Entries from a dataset

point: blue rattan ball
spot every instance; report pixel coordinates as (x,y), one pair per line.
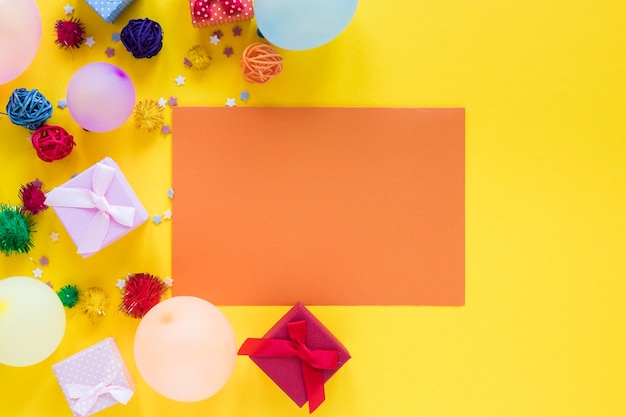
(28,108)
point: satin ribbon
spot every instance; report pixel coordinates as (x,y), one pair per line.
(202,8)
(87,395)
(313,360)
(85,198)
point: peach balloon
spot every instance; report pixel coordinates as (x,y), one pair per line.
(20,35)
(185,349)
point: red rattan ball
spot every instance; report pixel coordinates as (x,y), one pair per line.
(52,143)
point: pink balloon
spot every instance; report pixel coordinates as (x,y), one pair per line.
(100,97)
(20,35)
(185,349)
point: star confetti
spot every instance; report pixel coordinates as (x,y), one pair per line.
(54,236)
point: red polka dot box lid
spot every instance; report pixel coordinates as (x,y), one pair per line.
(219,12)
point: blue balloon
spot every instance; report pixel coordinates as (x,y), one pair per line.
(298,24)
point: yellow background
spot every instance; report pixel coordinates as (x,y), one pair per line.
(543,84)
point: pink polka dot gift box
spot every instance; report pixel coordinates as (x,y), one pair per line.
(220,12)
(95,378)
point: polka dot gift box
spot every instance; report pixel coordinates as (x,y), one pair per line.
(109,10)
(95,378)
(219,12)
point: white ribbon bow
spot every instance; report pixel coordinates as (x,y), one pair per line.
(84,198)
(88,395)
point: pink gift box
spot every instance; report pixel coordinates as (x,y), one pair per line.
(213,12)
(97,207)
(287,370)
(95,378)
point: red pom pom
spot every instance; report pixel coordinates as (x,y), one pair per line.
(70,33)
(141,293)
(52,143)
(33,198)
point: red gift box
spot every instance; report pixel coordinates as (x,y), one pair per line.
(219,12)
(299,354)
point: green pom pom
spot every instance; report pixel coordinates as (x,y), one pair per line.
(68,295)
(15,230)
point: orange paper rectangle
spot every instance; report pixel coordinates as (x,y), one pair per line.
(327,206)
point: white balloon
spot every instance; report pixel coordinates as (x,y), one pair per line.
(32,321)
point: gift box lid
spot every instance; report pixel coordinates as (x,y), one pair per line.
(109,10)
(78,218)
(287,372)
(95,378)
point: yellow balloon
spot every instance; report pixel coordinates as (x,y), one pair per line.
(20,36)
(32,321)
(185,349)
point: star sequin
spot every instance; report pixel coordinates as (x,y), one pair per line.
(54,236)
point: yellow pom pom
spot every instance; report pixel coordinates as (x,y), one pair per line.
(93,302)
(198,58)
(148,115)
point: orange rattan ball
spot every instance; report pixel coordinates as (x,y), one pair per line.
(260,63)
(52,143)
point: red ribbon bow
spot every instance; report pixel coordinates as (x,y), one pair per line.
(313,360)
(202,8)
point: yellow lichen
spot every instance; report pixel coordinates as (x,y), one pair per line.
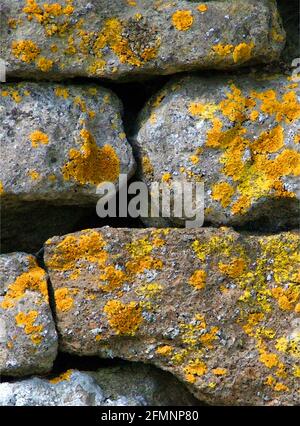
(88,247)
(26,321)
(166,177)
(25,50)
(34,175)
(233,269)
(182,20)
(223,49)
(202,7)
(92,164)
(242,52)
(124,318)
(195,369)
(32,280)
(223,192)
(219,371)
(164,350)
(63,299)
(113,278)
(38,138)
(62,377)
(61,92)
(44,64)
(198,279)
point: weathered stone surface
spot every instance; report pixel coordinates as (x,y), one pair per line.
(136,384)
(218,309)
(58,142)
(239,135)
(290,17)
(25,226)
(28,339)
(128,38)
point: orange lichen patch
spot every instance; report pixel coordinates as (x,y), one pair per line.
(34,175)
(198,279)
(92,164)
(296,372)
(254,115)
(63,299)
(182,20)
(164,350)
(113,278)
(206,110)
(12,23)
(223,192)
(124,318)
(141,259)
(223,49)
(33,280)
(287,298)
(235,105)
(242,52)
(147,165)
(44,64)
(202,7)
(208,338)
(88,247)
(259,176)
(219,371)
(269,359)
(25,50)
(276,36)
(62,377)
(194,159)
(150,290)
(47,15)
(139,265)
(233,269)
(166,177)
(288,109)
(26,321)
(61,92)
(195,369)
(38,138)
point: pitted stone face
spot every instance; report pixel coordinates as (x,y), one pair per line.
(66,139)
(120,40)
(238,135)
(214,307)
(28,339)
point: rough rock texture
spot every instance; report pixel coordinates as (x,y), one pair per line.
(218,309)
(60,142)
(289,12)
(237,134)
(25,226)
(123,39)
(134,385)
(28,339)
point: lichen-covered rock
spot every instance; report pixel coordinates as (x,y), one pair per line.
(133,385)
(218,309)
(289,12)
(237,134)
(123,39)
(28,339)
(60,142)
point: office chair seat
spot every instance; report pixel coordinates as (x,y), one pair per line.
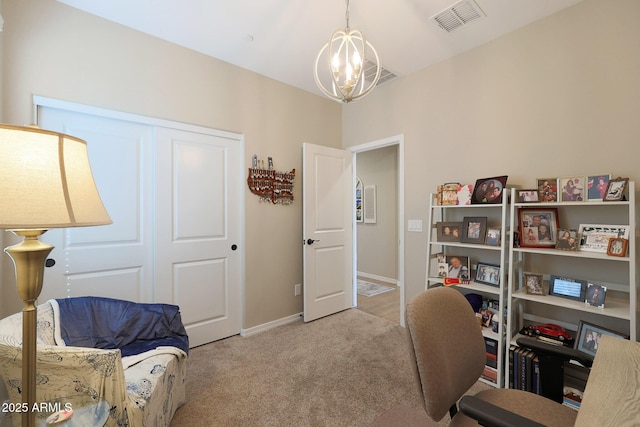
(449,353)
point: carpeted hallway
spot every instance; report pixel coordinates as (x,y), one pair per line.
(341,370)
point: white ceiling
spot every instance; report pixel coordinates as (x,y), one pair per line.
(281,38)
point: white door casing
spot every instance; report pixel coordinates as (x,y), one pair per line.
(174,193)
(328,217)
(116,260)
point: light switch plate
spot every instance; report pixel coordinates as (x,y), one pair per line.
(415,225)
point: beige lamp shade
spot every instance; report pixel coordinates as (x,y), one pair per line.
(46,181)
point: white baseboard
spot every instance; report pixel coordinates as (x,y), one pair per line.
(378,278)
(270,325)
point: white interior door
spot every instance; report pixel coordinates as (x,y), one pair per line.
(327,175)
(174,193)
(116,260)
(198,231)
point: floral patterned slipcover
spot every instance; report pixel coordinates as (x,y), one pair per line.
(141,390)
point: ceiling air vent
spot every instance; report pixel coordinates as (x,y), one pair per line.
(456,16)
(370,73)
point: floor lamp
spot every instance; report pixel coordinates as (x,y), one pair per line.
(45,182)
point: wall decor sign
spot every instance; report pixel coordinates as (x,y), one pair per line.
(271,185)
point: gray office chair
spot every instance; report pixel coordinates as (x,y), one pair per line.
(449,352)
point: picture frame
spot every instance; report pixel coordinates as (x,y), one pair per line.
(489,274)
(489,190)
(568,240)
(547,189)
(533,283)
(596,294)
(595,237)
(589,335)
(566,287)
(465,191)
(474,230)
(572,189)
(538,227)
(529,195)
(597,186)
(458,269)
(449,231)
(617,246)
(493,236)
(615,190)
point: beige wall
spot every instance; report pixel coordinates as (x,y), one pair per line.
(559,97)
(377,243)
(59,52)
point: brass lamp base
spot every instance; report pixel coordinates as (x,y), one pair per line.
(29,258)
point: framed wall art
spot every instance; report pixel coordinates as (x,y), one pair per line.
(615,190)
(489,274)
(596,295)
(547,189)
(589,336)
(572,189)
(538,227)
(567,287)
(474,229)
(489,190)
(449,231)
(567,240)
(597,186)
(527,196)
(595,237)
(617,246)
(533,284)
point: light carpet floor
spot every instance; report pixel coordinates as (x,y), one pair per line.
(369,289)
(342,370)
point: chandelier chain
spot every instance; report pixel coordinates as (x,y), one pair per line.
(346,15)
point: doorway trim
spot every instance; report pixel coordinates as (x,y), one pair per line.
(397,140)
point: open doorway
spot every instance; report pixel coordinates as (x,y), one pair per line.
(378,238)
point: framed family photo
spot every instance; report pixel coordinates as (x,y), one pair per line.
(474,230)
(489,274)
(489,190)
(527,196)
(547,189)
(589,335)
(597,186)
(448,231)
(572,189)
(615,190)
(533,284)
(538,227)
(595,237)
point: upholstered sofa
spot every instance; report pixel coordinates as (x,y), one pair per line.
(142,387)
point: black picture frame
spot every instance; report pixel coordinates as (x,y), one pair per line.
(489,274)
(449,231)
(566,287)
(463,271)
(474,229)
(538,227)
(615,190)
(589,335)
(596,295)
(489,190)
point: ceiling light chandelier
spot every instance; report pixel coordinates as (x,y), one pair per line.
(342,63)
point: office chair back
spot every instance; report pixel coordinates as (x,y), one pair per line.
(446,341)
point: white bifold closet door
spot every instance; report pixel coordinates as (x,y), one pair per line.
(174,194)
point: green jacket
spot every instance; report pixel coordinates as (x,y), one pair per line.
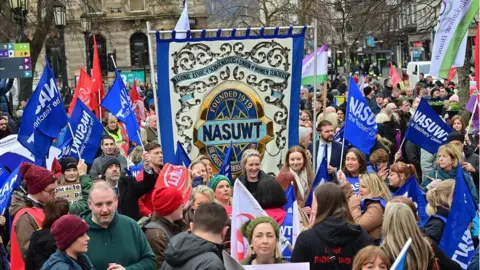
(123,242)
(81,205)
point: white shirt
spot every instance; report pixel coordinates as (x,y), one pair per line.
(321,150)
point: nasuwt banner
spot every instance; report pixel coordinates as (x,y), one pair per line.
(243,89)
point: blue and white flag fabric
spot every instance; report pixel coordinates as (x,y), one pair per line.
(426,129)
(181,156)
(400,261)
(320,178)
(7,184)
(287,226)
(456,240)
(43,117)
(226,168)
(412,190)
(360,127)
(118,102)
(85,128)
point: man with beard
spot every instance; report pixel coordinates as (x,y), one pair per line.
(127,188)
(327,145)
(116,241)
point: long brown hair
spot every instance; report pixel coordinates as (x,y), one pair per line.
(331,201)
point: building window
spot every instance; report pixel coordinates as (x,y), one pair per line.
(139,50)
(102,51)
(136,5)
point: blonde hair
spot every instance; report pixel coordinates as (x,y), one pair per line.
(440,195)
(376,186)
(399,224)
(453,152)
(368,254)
==
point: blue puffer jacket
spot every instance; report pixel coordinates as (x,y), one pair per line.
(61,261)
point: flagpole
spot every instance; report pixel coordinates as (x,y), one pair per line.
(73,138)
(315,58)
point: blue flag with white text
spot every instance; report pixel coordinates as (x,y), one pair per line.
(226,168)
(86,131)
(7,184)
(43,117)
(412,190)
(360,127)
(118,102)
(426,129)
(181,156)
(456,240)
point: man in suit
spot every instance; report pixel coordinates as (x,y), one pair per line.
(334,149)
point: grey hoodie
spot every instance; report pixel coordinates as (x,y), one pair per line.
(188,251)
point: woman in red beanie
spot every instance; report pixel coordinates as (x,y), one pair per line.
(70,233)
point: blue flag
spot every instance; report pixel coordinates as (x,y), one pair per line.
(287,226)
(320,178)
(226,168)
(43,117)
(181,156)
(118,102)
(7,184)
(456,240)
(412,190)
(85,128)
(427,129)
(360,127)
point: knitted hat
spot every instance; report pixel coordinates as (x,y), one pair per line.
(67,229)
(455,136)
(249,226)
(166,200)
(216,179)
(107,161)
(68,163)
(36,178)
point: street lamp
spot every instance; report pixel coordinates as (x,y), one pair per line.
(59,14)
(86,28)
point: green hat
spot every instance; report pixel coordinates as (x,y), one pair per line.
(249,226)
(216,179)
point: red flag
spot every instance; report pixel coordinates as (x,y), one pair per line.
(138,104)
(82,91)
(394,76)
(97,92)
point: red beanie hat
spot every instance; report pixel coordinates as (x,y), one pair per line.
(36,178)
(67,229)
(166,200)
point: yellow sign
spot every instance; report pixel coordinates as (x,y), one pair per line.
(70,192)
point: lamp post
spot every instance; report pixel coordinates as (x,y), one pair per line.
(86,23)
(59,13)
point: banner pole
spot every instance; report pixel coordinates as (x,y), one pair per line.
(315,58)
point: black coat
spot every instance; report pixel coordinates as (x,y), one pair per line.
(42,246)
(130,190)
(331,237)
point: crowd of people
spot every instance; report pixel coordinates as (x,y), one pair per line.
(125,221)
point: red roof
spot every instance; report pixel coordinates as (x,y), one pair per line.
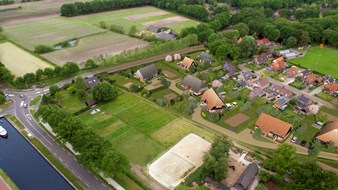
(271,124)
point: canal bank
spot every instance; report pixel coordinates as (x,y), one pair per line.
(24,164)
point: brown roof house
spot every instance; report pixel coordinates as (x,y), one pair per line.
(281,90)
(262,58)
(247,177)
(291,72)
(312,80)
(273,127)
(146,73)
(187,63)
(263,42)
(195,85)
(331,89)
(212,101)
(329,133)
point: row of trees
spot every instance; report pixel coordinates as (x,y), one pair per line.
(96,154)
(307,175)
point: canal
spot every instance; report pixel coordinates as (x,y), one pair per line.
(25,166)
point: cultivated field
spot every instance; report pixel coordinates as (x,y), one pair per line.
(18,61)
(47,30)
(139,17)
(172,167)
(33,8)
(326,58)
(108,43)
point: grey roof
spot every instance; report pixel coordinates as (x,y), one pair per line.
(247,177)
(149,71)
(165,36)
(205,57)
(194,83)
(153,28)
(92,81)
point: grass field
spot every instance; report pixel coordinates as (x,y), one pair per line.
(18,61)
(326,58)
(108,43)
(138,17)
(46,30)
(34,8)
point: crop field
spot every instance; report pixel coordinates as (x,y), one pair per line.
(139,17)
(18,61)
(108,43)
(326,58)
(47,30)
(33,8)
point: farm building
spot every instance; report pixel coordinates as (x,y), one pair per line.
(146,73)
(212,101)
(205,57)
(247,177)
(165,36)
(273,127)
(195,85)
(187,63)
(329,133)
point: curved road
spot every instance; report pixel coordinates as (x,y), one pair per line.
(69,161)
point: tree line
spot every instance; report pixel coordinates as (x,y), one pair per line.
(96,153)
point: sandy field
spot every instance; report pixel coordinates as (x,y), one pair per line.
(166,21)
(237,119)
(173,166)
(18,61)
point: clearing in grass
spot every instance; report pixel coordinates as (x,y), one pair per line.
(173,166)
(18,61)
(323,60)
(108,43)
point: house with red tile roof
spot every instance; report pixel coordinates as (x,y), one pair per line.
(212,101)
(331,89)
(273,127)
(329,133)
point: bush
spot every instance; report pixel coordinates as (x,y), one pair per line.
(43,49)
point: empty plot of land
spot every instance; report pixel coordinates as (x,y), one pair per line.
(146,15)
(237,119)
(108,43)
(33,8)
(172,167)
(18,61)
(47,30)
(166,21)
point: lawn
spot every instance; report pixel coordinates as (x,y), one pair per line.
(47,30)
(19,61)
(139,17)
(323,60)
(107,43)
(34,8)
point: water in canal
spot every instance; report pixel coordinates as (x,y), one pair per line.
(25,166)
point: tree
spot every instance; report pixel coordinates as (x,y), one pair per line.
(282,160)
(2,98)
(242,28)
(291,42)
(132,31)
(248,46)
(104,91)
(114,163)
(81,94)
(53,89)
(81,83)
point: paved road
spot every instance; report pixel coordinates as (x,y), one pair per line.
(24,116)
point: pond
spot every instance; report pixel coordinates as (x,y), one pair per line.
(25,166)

→ Your goal: Which lines of the data contain the word "beanie"? List each one in full, treating case as significant.

→ Answer to the problem:
point: woman in red beanie
point: red beanie hat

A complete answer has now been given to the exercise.